++++ RECORDS PROVIDED ++++
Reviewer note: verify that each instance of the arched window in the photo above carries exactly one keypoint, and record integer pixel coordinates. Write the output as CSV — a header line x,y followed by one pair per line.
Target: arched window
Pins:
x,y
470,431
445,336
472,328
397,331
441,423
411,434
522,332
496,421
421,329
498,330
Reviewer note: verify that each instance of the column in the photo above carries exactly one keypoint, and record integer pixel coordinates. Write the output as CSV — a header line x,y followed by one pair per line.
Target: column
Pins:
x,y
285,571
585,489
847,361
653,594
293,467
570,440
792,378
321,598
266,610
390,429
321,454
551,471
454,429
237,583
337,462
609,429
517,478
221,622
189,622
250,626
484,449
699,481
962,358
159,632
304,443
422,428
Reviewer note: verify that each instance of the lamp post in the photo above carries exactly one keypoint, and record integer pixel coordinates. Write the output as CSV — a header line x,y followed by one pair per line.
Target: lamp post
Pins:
++++
Swap every occurrence of "Pins" for "Keypoints" across all of the records above, and reproduce the lines with everything else left unchanged.

Reviewer note: verify that each instance of the arched window in the photo above carries exactly one keypoint, and record integer pixel coordinates. Write the output as CSV — a header line x,y followed by one pair per line.
Target: arched window
Keypoints:
x,y
470,431
445,336
472,328
397,331
441,423
411,434
522,332
496,421
421,329
498,330
Reviewer note: verify that each instance of the column in the photo above carries exactly one keypoint, and record integer pixel coordinates. Write the output as CSV — a header line x,y followed by one pair per line.
Target: column
Keypoints:
x,y
285,571
585,489
847,361
653,594
293,467
570,440
792,378
321,598
266,610
390,429
321,454
551,471
454,429
237,583
337,462
609,429
517,478
221,622
189,622
250,626
484,449
699,481
962,358
159,632
304,443
422,428
Reviewer note: verify that each instance of the lamp post in the photo above carries exactly one keypoint, and record integer pixel coordinates. Write the output as CSV — a header line x,y followed by one pair per line.
Target: lamp post
Keypoints:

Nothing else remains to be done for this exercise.